◆ REQUIRED WORK ◆
Please answer from the passage on fear below: what does it say one must first be fully aware of?

◆ TEXT PROVIDED ◆
━━━

As long as I am thinking in terms of achieving, fulfilling, of not becoming, of dying, I am always caught in fear am I not? The process of thinking as we know it, with its self-enclosing desire to be successful not to be lonely, empty – that very process is the seat of fear. And can the mind which is occupied with itself, which is the product of its own fears, ever resolve fear?
Suppose one is afraid, and one knows the various causes that have brought about fear. Can that same mind, which has produced fear, put aside fear by its own effort? As long as the mind is occupied with fear, with how to get rid of it, with what to do and what not to do in order to surmount it, can it ever be free from fear? Surely, the mind can be free from fear only when it is not occupied with fear, which does not mean running away from fear, or trying to ignore it. First, one must be fully aware that one is afraid. Most of us are not fully aware, we are only vaguely aware of fear; and if we do come face to face with it, we are horrified, we run away from it and throw ourselves into various activities which only lead to further mischief.

━━━

◆ Source records ◆
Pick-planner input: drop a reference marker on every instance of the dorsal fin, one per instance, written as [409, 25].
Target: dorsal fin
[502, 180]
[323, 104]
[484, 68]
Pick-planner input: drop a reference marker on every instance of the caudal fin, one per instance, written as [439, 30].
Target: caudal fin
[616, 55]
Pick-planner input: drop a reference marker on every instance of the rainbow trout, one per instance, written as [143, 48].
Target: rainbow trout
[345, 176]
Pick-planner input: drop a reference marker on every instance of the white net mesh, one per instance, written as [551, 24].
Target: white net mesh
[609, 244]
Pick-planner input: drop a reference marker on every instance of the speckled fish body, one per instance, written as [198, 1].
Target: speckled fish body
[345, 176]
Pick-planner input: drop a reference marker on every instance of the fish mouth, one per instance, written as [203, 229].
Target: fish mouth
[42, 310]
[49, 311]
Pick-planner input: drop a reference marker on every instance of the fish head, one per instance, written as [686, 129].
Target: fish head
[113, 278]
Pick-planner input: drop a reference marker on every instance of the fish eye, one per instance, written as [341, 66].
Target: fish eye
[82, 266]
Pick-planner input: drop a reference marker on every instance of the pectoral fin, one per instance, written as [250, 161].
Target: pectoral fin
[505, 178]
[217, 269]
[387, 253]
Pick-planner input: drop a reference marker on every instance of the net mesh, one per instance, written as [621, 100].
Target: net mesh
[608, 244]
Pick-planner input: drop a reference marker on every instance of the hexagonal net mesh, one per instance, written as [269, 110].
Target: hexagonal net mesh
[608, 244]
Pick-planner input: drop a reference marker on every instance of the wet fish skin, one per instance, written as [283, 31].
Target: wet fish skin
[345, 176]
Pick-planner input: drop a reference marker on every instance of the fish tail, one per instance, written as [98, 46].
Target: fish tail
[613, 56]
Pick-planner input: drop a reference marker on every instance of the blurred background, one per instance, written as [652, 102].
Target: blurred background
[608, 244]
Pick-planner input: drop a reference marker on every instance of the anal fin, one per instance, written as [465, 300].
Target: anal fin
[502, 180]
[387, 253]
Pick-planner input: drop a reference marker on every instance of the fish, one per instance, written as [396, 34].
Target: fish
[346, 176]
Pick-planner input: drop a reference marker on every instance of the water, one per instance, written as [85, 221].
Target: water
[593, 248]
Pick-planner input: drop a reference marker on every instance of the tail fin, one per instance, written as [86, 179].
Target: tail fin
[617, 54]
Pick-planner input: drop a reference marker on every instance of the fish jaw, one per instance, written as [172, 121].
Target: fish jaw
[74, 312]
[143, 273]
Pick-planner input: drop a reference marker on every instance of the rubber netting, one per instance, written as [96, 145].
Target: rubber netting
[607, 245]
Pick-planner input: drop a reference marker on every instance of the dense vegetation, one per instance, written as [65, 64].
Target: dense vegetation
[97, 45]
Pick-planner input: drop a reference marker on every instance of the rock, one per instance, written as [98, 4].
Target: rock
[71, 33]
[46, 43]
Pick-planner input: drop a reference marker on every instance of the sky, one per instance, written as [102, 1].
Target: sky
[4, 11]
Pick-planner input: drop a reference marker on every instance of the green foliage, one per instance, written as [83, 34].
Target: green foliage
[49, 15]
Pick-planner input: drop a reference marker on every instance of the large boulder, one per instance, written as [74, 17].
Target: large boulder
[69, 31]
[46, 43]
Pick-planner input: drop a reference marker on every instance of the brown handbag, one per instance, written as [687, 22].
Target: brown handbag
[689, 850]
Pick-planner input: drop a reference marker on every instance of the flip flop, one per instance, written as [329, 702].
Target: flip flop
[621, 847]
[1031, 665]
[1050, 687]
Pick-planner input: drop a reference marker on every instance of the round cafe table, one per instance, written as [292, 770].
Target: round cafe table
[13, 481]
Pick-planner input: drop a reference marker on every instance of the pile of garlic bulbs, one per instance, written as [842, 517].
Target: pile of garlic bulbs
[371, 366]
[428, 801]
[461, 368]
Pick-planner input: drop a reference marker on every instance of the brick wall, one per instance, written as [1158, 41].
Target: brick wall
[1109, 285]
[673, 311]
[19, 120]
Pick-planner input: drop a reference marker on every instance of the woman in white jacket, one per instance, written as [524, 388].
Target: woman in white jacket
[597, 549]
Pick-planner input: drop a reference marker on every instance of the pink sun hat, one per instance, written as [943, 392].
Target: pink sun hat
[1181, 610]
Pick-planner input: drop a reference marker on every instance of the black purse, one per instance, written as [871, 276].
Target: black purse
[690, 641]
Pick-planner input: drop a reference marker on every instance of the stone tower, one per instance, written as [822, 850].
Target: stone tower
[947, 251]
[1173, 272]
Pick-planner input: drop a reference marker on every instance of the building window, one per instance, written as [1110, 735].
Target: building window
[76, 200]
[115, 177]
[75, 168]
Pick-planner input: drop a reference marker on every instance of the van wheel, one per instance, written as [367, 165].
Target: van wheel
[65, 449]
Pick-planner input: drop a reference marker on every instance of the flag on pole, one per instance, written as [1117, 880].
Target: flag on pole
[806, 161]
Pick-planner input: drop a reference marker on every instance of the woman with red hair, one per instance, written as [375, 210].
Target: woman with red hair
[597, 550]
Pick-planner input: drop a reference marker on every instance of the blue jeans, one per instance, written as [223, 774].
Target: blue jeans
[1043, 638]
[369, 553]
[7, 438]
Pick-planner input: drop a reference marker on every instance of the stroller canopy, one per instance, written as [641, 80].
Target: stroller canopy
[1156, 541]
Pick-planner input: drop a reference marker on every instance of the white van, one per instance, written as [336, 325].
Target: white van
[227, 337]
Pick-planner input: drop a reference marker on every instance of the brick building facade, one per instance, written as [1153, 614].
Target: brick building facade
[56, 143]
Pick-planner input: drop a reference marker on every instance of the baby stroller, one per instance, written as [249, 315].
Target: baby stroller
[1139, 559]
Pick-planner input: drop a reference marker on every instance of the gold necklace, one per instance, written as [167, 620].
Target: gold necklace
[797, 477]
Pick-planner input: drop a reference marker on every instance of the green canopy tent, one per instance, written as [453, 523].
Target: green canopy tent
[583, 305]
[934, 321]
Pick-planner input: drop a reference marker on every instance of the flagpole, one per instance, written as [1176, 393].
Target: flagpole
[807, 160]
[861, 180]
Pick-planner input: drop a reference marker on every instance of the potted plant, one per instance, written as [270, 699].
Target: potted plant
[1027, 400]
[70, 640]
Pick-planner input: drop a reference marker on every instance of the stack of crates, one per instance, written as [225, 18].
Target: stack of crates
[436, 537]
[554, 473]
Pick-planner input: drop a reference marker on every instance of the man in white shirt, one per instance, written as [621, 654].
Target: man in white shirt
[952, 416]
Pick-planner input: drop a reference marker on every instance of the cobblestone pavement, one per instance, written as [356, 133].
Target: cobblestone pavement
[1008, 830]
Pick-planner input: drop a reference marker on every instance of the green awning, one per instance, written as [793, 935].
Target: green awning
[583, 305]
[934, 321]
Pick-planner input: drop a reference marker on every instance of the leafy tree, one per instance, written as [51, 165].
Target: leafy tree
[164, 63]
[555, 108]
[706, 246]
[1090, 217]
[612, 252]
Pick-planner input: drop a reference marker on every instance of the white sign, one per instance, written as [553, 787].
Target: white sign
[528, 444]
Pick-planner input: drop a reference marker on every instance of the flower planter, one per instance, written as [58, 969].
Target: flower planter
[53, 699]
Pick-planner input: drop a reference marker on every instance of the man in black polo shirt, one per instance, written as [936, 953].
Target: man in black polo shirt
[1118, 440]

━━━

◆ FULL SOLUTION ◆
One must first be fully aware that one is afraid.